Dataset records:
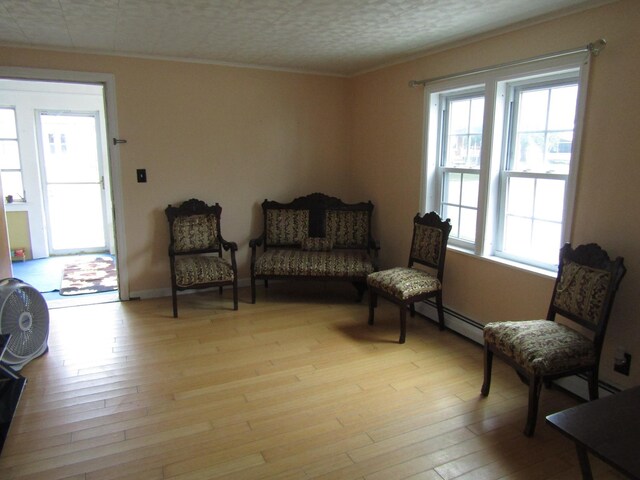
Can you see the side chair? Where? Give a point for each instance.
(543, 350)
(195, 250)
(405, 286)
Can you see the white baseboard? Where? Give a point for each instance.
(166, 292)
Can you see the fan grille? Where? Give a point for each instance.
(25, 316)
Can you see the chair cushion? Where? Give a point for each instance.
(542, 347)
(404, 283)
(582, 291)
(337, 263)
(199, 269)
(427, 244)
(316, 244)
(347, 228)
(195, 232)
(286, 226)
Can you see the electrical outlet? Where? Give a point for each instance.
(622, 362)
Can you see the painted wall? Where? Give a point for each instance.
(387, 154)
(235, 136)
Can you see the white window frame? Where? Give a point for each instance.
(495, 83)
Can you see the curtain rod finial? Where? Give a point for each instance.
(596, 47)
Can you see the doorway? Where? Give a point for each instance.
(72, 181)
(70, 201)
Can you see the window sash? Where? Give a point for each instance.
(495, 86)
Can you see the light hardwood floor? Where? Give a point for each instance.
(297, 386)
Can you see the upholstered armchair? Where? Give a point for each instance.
(543, 350)
(195, 250)
(405, 286)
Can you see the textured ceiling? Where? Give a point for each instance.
(340, 37)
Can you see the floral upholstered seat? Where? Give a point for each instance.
(543, 350)
(406, 285)
(195, 250)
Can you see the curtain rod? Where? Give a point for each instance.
(593, 48)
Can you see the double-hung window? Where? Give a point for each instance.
(10, 166)
(501, 157)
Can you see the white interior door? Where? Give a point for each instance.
(73, 185)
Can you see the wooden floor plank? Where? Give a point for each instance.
(295, 386)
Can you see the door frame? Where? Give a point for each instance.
(113, 160)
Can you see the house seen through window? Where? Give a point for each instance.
(10, 166)
(500, 159)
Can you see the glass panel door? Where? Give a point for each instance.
(73, 182)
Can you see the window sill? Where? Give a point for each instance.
(507, 263)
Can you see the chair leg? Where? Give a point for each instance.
(488, 362)
(174, 298)
(235, 294)
(593, 384)
(440, 310)
(253, 289)
(373, 301)
(535, 383)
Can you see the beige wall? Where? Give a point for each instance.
(229, 135)
(386, 159)
(238, 136)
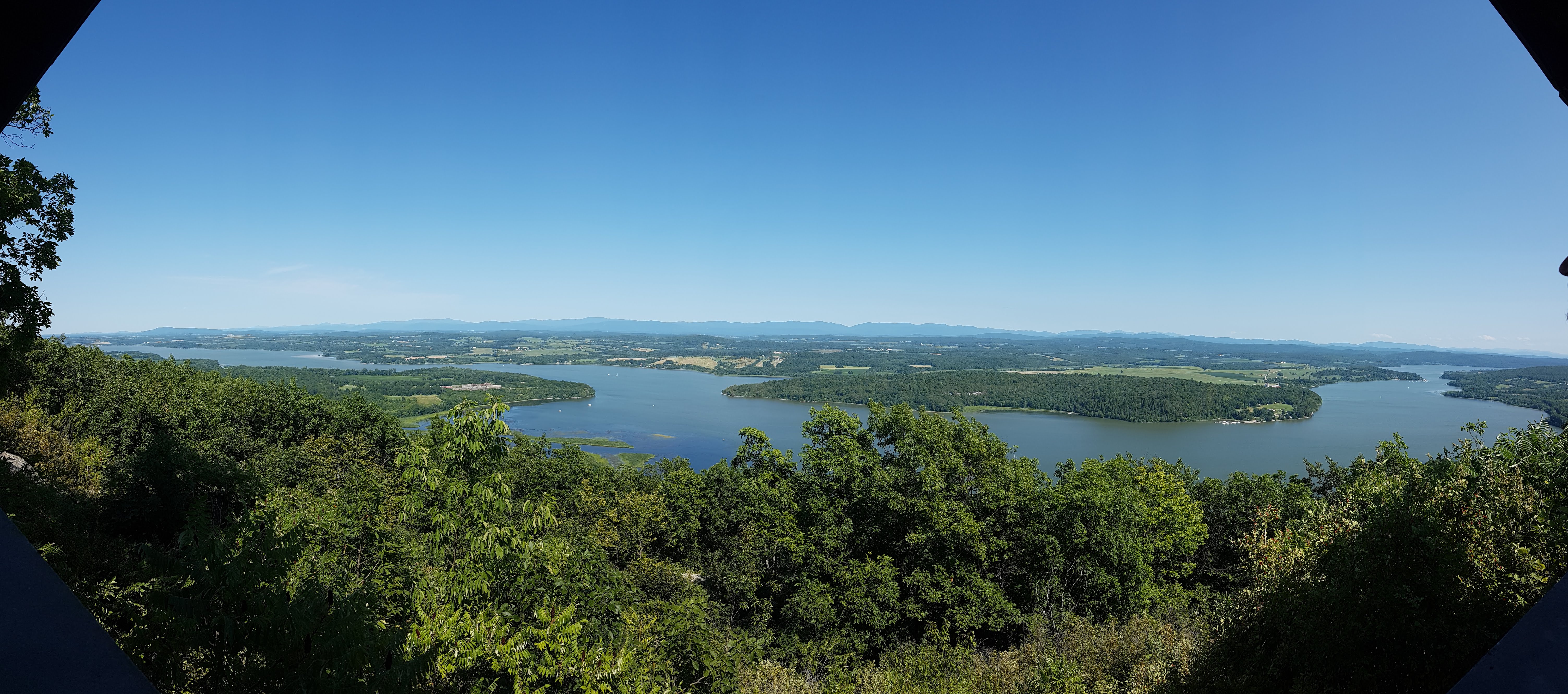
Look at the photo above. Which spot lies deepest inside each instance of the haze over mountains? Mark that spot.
(771, 329)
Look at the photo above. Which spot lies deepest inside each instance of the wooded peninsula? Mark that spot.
(236, 535)
(1537, 387)
(1136, 399)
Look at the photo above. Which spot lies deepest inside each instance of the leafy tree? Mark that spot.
(1404, 575)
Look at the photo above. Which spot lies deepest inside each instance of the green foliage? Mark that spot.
(244, 536)
(35, 219)
(416, 392)
(1105, 396)
(1537, 387)
(1402, 575)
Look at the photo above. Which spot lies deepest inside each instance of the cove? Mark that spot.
(683, 414)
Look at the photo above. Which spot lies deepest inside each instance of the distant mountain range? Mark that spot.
(772, 329)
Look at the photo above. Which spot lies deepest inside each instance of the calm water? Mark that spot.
(684, 414)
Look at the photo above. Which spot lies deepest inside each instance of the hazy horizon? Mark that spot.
(1330, 174)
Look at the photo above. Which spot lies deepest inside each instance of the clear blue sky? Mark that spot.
(1327, 172)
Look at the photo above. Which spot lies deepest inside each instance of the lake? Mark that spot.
(684, 414)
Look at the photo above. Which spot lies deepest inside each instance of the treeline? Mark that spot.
(1539, 388)
(415, 392)
(1354, 374)
(1128, 398)
(239, 536)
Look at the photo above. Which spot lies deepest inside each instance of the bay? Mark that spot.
(683, 414)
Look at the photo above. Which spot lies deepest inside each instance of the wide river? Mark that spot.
(684, 414)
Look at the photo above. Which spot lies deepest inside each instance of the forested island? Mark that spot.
(1537, 387)
(236, 535)
(1136, 399)
(805, 356)
(418, 392)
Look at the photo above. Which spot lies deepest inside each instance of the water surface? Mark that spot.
(684, 414)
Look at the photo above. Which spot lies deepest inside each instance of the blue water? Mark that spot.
(684, 414)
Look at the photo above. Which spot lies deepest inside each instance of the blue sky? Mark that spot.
(1327, 172)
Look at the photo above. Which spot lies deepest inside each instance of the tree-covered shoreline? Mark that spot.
(1137, 399)
(244, 536)
(1537, 388)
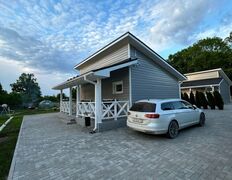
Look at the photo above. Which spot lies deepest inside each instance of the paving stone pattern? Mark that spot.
(48, 148)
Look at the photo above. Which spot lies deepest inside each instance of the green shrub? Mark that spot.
(186, 98)
(218, 100)
(198, 103)
(203, 100)
(182, 96)
(210, 100)
(192, 98)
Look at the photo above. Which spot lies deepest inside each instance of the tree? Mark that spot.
(210, 100)
(3, 95)
(63, 95)
(203, 100)
(27, 86)
(218, 100)
(205, 54)
(198, 103)
(74, 93)
(192, 98)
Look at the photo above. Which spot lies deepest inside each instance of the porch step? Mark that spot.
(71, 121)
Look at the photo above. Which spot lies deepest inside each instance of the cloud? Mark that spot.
(174, 21)
(33, 52)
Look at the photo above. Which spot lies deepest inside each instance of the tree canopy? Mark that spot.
(209, 53)
(27, 86)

### Set problem
Set every line down exactly as written, leaving each picture out.

### Complete answer
Can you see the side chair? Where? Give a point for each instance.
(543, 350)
(195, 250)
(405, 286)
Can you see the white baseboard? Where? Give a point for each instance.
(166, 292)
Can you see the fan grille? Where? Give a point for each instance.
(25, 316)
Can you see the chair cushion? Where? Give a point for each instance.
(542, 347)
(404, 283)
(582, 291)
(337, 263)
(199, 269)
(427, 244)
(316, 244)
(347, 228)
(195, 232)
(286, 226)
Can you see the electrical outlet? Where? Give a point for each instance.
(622, 362)
Can you see the painted wall? Where? Give a point for each instance.
(387, 154)
(235, 136)
Can you see the white window frame? Where? Give a point for each instance.
(495, 83)
Can you see the curtain rod finial? Where? Give a point for each instance.
(596, 47)
Can you see the doorway? Where? Give a point for each instance.
(72, 181)
(70, 201)
Can you see the window sash? Where? Give a point for each instance.
(495, 86)
Can you see the light hardwood floor? Where? Give a point for each instance.
(297, 386)
Can you see the upholstered armchair? Where? Give a point for each instance.
(543, 350)
(195, 250)
(405, 286)
Can you see the textured ceiling? Where? Give a point for each instance.
(340, 37)
Can you see the floral upholstered seat? Where? Give a point for each instance.
(543, 350)
(406, 285)
(195, 250)
Can you see the curtain rod? Where? Give a point for each instance.
(593, 48)
Can you see the double-hung window? Where? Give a point for each instance.
(10, 166)
(501, 157)
Can you see the white interior door? Where? Give a point for each instance.
(73, 185)
Can you see the wooden floor plank? Where? Give a point for each instance.
(295, 386)
Can you see the door frame? Where? Give a point for each instance.
(113, 160)
Can you see the house seen through window? Where? Give a point for each instance.
(10, 166)
(500, 159)
Can you see the glass panel door? Where? Give a point for each instance.
(73, 182)
Can you see the window sill? Where? Give a point for each instance.
(507, 263)
Can you see the chair leg? Where? Give a point for each instance.
(488, 362)
(174, 298)
(235, 294)
(593, 384)
(440, 310)
(253, 289)
(373, 301)
(535, 383)
Can you see the beige wall? Where? Give a point for each instance.
(229, 135)
(386, 159)
(238, 136)
Look at the photo above. Which spot lies deepest inside each instance of the haze over mountains? Mark that spot.
(771, 329)
Look at the photo above. Which spot lies deepest inside each instance of the wooded peninsula? Mark that spot.
(236, 535)
(1537, 387)
(1136, 399)
Look at the photo above. Which spot lies deepest inside each instance of the leafy tree? Mark that spot.
(1404, 575)
Look at the photo above. Which spot lies deepest inside each instance of the green foliage? Mark that spot.
(244, 536)
(35, 219)
(416, 392)
(1105, 396)
(1537, 387)
(1402, 575)
Look at the photo above. Which spot lies deepest inside each instance of the cove? Mark that spot.
(683, 414)
Look at the photo above. Which spot lies deepest inside each instance of the distant mountain range? Mark that spot.
(772, 329)
Look at the photo above. Which spot lies deepest inside each instance of the calm water? Mark that spot.
(684, 414)
Look at the photo above. Which spot lies deepest inside each instance of the hazy horizon? Mark that spot.
(1330, 174)
Look at the photo above. Which spot lies deepest inside each instance of the clear blue sky? Mark that spot.
(1327, 172)
Look at the photo above. Which spot lies deepest inside each instance of the lake? Mark that spot.
(684, 414)
Look at the photo above. Which spot lies deepest inside each instance of the treeline? Mark that spot.
(1539, 388)
(415, 392)
(1354, 374)
(1128, 398)
(239, 536)
Look at the photo above. Which spot lies deepest inside each instance of the bay? Mark that spot.
(683, 414)
Look at the photo above. Which spot lies deepest inside each instance of the wide river? Mark that spot.
(684, 414)
Look at the photo above. Which spot lies deepest inside each instance of the forested island? Mark that spot.
(1537, 387)
(236, 535)
(1136, 399)
(805, 356)
(418, 392)
Look at the photo above. Which spot lies deepest inside each instance of the water surface? Mark that spot.
(684, 414)
Look at the photo above. Which spot lies deepest inside each instance of the blue water? Mark that spot.
(684, 414)
Look at the photo above. Which spot lies deepest inside each instance of the blue sky? Mark that spot.
(1327, 172)
Look at the photo above. Which spot lies deepest inside each instance of the tree-covered shoreline? Mark that spot.
(1137, 399)
(244, 536)
(1537, 388)
Look at the photo above. Which spot lies deepest inside each instance of the paving stone pattern? Mark that spot.
(48, 148)
Look at the photo above. Which spot lies deepest inside each instance of the green shrub? Mark that spot.
(186, 98)
(218, 100)
(198, 103)
(203, 100)
(182, 96)
(210, 100)
(192, 98)
Look at the photo above. Which spot lies deepest inside each instance of the tree? Mark that spot.
(210, 100)
(3, 95)
(63, 95)
(203, 100)
(27, 86)
(218, 100)
(205, 54)
(198, 103)
(74, 93)
(192, 98)
Look at the photo above. Which spot lies deepest inside each instance of the porch step? Mark that spot.
(71, 121)
Look at the photo above. Which spot lies deepest inside each instance of the cloud? Mark that spot.
(174, 21)
(33, 52)
Look at the photo above. Which spot lies deepest inside each instance of the tree canopy? Mark that spot.
(209, 53)
(27, 86)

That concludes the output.